Reproduce verbatim the lines of the data below, beginning with the line that contains "Objective — one dot per instance of the suit" and continuing through the line that contains "92], [212, 224]]".
########
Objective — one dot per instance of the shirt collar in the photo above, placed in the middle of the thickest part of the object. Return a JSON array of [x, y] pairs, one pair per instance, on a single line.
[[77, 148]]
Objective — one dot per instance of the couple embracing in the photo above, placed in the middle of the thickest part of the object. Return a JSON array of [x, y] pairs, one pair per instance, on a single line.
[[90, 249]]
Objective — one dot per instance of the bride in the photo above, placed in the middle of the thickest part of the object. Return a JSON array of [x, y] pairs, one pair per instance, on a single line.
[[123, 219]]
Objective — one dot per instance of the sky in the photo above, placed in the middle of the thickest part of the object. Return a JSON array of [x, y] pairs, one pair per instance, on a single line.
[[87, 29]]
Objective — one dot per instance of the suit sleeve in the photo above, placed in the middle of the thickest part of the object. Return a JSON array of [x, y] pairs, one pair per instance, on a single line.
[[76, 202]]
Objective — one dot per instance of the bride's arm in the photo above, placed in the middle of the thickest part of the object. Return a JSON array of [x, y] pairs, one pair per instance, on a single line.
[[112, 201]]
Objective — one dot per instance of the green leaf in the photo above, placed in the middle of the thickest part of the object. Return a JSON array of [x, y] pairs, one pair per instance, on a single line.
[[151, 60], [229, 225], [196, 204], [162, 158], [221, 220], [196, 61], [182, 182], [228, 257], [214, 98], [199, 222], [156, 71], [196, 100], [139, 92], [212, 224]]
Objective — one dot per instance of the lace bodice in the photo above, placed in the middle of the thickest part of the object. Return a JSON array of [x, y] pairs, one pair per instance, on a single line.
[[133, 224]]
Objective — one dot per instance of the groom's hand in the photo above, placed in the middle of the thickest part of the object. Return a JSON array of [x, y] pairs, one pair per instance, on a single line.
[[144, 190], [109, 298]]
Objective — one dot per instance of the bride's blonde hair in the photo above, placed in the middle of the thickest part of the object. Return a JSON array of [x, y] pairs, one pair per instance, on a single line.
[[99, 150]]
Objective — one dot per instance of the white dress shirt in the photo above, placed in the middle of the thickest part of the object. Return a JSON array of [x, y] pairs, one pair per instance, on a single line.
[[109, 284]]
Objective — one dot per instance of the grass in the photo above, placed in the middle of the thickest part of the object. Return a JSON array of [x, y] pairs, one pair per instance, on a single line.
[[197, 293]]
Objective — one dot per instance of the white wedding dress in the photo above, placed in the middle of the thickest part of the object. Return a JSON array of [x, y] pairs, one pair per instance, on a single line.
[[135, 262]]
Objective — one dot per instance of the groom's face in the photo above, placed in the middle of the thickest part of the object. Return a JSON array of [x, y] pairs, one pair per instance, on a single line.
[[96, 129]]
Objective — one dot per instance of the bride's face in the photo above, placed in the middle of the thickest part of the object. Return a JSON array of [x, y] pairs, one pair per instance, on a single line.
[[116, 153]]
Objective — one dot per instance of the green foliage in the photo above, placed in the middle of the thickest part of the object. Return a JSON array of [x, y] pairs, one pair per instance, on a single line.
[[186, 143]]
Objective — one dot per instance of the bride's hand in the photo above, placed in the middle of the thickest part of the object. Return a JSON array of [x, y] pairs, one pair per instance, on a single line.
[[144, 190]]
########
→ Solution for this task
Objective — one dot per instance of the suit sleeve in the photo above, placed in the middle of the thickest part of the object. Return a JSON array of [x, y] pairs, one pair per instance, on a single line.
[[76, 202]]
Objective — one dot per instance of the bride's arm in the photo above, placed in the middle of the thickest part of the object. Return a JSON array of [x, y] pairs, one pair per instance, on a single line.
[[112, 201]]
Objective — one dot per instance of the green leaf in the photo above, placed in the middle of the thickest part of the object. Return a JSON array of [x, y] pairs, one pair per instance, on a single line.
[[151, 60], [229, 225], [196, 204], [162, 158], [221, 220], [196, 61], [182, 182], [228, 257], [214, 98], [199, 222], [156, 71], [196, 100], [139, 92], [212, 224]]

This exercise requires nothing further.